## Prompt
Output, exactly as written, the lines below from the one that has "Can you see the red" through the one that has "Can you see the knuckle"; nothing else, and no pictures.

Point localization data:
/---

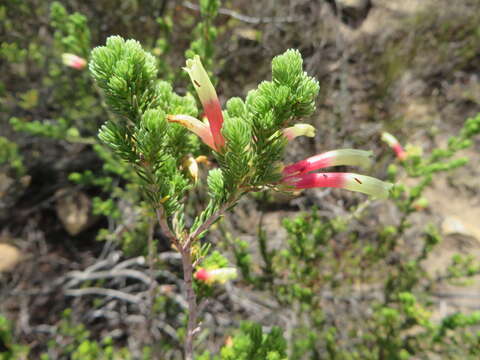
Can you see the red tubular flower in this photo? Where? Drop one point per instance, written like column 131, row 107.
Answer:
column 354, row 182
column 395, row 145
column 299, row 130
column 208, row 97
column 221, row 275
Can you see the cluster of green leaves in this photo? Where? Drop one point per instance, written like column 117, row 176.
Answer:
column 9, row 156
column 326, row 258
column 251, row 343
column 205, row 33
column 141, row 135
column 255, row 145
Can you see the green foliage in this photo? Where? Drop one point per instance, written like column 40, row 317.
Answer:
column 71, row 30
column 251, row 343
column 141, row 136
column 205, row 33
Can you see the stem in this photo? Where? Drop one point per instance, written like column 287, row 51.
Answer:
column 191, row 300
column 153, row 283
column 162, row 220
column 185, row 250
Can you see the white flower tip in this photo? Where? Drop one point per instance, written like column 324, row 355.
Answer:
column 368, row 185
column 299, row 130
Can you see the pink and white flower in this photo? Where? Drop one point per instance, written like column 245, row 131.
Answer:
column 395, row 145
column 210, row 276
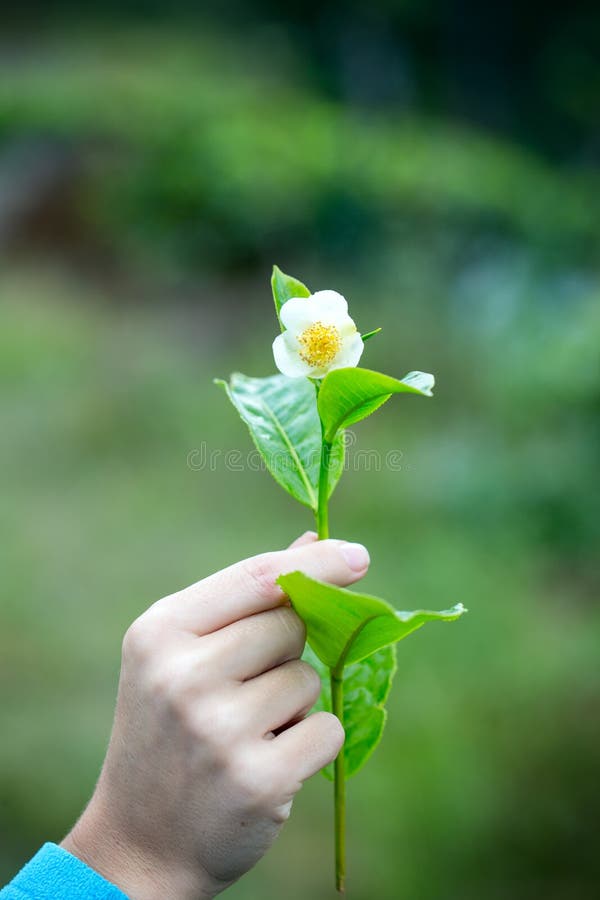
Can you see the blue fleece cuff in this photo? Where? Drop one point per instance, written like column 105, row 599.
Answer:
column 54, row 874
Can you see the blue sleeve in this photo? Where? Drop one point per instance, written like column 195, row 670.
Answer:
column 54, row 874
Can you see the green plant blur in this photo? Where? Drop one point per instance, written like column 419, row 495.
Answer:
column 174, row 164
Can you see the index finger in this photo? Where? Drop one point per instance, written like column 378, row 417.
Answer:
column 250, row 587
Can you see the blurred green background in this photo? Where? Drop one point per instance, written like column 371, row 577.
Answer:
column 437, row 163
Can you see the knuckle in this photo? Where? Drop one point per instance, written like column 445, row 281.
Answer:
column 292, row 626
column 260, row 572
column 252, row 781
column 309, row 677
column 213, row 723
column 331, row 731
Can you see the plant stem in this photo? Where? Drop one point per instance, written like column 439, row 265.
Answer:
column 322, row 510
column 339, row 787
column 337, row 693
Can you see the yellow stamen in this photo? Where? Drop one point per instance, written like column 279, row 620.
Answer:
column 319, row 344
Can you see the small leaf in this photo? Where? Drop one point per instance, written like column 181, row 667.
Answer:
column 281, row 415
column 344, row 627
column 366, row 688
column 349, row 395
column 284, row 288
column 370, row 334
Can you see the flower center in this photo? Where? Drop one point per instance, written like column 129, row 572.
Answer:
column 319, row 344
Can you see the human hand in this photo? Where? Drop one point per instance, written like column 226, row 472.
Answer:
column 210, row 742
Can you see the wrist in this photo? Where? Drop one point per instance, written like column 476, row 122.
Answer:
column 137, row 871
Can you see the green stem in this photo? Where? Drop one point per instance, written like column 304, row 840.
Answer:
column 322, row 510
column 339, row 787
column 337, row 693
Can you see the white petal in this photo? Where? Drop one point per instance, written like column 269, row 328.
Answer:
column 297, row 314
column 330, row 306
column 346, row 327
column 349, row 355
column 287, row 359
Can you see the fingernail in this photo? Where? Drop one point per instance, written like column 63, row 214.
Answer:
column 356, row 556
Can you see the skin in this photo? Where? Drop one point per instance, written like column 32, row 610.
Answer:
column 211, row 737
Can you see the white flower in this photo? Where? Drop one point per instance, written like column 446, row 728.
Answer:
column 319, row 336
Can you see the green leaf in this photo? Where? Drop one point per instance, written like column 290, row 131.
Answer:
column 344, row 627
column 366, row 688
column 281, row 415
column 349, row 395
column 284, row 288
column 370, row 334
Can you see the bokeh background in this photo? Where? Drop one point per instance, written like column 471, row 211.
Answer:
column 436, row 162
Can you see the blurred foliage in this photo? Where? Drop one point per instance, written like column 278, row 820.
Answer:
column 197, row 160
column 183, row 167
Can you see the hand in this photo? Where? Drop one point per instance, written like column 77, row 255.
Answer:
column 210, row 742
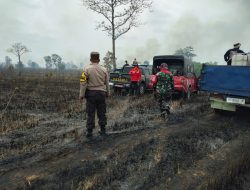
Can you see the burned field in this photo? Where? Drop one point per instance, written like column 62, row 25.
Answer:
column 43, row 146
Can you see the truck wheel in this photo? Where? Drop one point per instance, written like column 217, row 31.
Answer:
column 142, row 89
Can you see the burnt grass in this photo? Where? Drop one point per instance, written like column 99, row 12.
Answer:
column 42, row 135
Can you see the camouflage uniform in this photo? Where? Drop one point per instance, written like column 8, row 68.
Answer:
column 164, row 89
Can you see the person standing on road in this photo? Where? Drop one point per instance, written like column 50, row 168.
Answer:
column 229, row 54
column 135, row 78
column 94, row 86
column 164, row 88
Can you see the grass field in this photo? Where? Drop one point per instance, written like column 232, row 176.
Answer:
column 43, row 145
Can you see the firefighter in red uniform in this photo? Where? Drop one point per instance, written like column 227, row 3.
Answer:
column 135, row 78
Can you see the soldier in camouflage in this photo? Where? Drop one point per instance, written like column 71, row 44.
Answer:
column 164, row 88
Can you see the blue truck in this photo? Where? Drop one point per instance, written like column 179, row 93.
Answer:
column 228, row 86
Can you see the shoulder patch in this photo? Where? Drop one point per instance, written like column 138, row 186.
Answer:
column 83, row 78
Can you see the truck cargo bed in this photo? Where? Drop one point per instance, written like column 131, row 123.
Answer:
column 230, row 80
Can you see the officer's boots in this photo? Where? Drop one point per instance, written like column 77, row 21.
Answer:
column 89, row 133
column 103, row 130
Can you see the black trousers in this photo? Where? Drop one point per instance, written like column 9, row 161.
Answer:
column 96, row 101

\---
/---

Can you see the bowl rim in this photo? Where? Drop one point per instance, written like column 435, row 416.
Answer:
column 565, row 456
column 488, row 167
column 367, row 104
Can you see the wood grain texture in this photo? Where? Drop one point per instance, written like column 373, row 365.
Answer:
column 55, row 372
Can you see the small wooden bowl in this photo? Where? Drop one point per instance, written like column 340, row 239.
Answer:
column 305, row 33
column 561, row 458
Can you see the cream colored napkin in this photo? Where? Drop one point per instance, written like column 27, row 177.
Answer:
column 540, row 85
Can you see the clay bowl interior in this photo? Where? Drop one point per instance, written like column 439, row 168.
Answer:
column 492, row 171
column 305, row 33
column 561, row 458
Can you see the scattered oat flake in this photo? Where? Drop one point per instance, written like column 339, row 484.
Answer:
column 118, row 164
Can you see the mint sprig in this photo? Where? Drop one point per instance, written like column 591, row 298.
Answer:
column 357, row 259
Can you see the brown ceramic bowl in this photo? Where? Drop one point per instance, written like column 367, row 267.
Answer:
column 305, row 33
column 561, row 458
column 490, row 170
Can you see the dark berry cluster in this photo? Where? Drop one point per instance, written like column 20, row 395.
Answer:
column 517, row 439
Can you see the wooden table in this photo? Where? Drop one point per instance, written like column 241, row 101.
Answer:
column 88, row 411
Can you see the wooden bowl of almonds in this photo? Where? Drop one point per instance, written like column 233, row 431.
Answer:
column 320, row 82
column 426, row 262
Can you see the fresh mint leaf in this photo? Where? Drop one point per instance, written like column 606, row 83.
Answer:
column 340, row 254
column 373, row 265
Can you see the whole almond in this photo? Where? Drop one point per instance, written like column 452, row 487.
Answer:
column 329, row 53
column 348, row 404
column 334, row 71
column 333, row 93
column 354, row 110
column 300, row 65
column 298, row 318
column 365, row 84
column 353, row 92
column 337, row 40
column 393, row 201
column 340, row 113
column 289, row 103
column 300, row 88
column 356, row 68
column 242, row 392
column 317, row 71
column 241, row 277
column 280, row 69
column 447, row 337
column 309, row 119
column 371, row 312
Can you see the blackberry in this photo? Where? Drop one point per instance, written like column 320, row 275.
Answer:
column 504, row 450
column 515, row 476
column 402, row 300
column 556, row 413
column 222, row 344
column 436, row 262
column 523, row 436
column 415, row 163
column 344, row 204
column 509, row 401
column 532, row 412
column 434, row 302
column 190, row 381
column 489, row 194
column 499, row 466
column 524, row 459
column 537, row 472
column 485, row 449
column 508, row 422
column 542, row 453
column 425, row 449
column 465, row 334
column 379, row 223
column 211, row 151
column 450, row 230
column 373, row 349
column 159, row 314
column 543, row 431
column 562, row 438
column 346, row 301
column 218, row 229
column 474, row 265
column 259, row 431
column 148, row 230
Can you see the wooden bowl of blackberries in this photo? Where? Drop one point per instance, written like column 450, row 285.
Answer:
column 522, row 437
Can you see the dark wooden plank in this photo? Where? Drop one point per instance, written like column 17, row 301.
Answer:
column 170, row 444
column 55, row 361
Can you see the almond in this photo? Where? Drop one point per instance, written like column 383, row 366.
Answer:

\---

## Output for this exercise
Can you see the red tubular flower in this photo? Where? Drop one point per instance, written like column 131, row 107.
Answer:
column 354, row 182
column 395, row 145
column 299, row 130
column 208, row 97
column 221, row 275
Can you see the cluster of green leaves in this photo? Where? Drop one point per instance, written like column 117, row 176.
Answer:
column 9, row 156
column 326, row 258
column 251, row 343
column 205, row 33
column 141, row 135
column 255, row 145
Can you see the green foliage in this photo? Where? Drop one point per instance, written like column 40, row 317.
Answer:
column 71, row 30
column 251, row 343
column 141, row 136
column 205, row 33
Can you see the stem in this photo? Where? Drop one point per instance, written like column 287, row 51.
Answer:
column 191, row 300
column 153, row 283
column 162, row 220
column 185, row 250
Can you see the white flower tip in this photo? Where? Drop one point per instance, written like column 324, row 355.
Answer:
column 368, row 185
column 299, row 130
Can you see the pink and white flower in this photo? Where? Drop one point per instance, written like column 245, row 131.
Answer:
column 395, row 145
column 210, row 276
Can you see the blue fleece cuff in this photo? Where? Drop one point per instance, written like column 105, row 599.
Answer:
column 54, row 874
Can you see the blue sleeve in this photo? Where? Drop one point per instance, written like column 195, row 670.
Answer:
column 54, row 874
Can you see the green plant blur in this photo? Where? Drop one point per instance, written like column 419, row 495.
Answer:
column 174, row 164
Can you see the index finger in this photo? Where? Drop one point per instance, written like column 378, row 417.
Answer:
column 250, row 587
Can you see the blurred green background in this photo? Where? Drop one point per instance, written like column 371, row 577.
Answer:
column 437, row 163
Can you see the knuckle in this photo? Where? Drop one point per instance, written like column 445, row 281.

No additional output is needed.